Point placement records:

____

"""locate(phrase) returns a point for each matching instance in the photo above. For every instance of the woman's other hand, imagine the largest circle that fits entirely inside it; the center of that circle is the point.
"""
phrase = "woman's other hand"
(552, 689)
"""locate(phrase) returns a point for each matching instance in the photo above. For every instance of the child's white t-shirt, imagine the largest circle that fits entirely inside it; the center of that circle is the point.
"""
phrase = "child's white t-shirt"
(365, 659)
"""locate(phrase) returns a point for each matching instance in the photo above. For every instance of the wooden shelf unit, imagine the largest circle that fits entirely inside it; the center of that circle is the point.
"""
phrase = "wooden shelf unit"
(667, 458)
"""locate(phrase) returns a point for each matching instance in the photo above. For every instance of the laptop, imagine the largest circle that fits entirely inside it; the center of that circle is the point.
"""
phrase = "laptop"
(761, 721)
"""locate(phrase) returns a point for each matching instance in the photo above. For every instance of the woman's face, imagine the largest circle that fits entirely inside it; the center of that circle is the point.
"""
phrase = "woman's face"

____

▶ Written request: Rescale all of the data above by writing every line out again, requests included, with each coordinate in the answers multiplied by 2.55 and rounded to a whole number, halves rounded up.

▶ Task result:
"""locate(phrase) returns a point for each matching instance in the photo above. For every instance of the woman's other hand, imagine the largest circle that fits entirely inside it; the center of that circle is the point.
"""
phrase = "woman's other hand"
(1408, 1757)
"""locate(phrase) returns a point for each matching instance in the photo above. For every instance of the child's white t-shirt, imagine the largest circle that fits entirely inside it; the center of that circle is the point.
"""
phrase = "child's white t-shirt"
(931, 1680)
"""locate(phrase) returns a point for each matching instance in the photo above. For every instance of the wooden shelf unit, imagine the largest circle that fits entirely inside it; the center of that circle is the point.
"""
phrase = "wooden shelf unit"
(1701, 1168)
"""locate(phrase) returns a point for each matching instance in the photo above. For every instance of the laptop, imagine the largest circle that fits entirely inside it; the center of that circle is the point.
"""
phrase = "laptop"
(1941, 1839)
"""locate(phrase) returns a point for each matching instance in the photo above. For every instance of the woman's face, imagine the largest circle that fits entirely inside it; the center of that circle is the point.
"""
phrase = "woman's face"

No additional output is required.